## Task
A word-for-word copy of the records below is required.

--- Excerpted records Enclosed Below ---

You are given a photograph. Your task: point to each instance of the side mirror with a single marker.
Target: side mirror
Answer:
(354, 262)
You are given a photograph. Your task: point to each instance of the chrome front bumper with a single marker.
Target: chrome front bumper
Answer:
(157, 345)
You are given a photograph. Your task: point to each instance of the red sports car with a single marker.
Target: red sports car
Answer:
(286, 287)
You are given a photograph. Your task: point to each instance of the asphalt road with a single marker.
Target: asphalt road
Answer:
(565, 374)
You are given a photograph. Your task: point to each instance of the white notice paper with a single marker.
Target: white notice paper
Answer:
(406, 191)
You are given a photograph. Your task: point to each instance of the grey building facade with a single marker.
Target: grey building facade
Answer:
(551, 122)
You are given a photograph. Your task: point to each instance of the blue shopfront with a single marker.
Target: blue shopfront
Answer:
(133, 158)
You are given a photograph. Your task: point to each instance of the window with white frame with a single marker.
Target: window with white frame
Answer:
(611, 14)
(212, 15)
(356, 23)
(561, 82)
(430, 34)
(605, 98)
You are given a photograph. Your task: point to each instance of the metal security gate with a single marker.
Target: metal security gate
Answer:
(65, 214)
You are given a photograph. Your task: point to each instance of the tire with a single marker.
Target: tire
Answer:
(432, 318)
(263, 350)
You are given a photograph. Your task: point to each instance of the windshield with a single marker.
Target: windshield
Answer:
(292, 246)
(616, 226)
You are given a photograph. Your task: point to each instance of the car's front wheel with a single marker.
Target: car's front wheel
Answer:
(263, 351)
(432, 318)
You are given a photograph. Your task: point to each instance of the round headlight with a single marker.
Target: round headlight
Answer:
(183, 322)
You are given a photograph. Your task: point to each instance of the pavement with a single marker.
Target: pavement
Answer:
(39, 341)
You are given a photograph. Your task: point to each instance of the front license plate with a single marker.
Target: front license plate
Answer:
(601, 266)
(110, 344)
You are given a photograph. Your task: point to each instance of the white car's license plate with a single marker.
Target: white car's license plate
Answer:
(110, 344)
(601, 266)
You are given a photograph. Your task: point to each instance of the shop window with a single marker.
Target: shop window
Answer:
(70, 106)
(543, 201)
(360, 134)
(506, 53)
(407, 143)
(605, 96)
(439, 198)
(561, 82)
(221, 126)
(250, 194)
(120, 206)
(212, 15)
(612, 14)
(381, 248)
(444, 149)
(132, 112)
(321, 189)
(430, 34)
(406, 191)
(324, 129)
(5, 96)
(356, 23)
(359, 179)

--- End of Enclosed Excerpted records ---

## Result of this task
You are given a photograph. Your task: point to each instance of the side mirror with a single marker.
Target: side mirror
Answer:
(354, 262)
You are given a photograph. Your task: point to each instance of the chrome front bumper with a single marker.
Target: chrome front bumper
Answer:
(157, 345)
You are given a photograph. Your task: point to each instance of the red sports car with a single marker.
Target: red sports car
Answer:
(286, 287)
You are given a photograph. Your task: point to each instance of the asphalt road with a single marker.
Target: asphalt road
Answer:
(565, 374)
You are given a photograph. Your task: point to each instance of the white notice paper with a single marker.
Target: white notice paper
Answer:
(406, 191)
You are given a photograph. Your task: point to each instance of the grey building facade with a single marker.
Target: grey building facade
Answer:
(551, 122)
You are given a photograph. Your task: point to each instance of the blue shopfront with a single marker.
Target: blue shopfront
Answer:
(133, 158)
You are given a photograph. Your task: point to each instance of the window with white frame with a single marker.
Target: window with white frame
Answer:
(611, 14)
(212, 15)
(356, 23)
(561, 82)
(430, 34)
(605, 98)
You are given a photograph. Your task: point to each instance of the metal security gate with a single marker.
Target: metal security gate
Answer:
(65, 214)
You are given a photograph. Your task: point to each instance of the tire with a single marker.
Target: tire
Answer:
(432, 318)
(263, 350)
You are given a photograph. Your task: point to each instance of the windshield with a single marker.
Target: windshield
Answer:
(292, 246)
(616, 226)
You are given a photograph. Your task: point to each instance of the car's front wheel with a single marker.
Target: car's front wheel
Answer:
(263, 351)
(432, 318)
You are given a photograph. Your task: point to each instance of the round headlight with a single marker.
Target: round headlight
Answer:
(183, 322)
You are given a photograph. Your task: point to each instance of the pavement with a single marker.
Target: pavement
Answer:
(39, 341)
You are given a photograph. Your task: point to each instance of the front license plate with a single marker.
Target: front license plate
Answer:
(601, 266)
(110, 344)
You are given a photograph. Your task: point to each instance of the white car's license plate with a single marker.
Target: white car's license plate
Answer:
(110, 344)
(601, 266)
You are given a photograph. Your task: point to each instance of the shop window with a single marker.
Target: shop window
Answer:
(70, 106)
(543, 201)
(360, 134)
(506, 53)
(407, 143)
(605, 96)
(439, 198)
(561, 82)
(221, 126)
(250, 194)
(120, 206)
(212, 15)
(612, 14)
(381, 248)
(444, 149)
(132, 112)
(321, 189)
(430, 34)
(406, 191)
(324, 129)
(5, 96)
(356, 23)
(359, 179)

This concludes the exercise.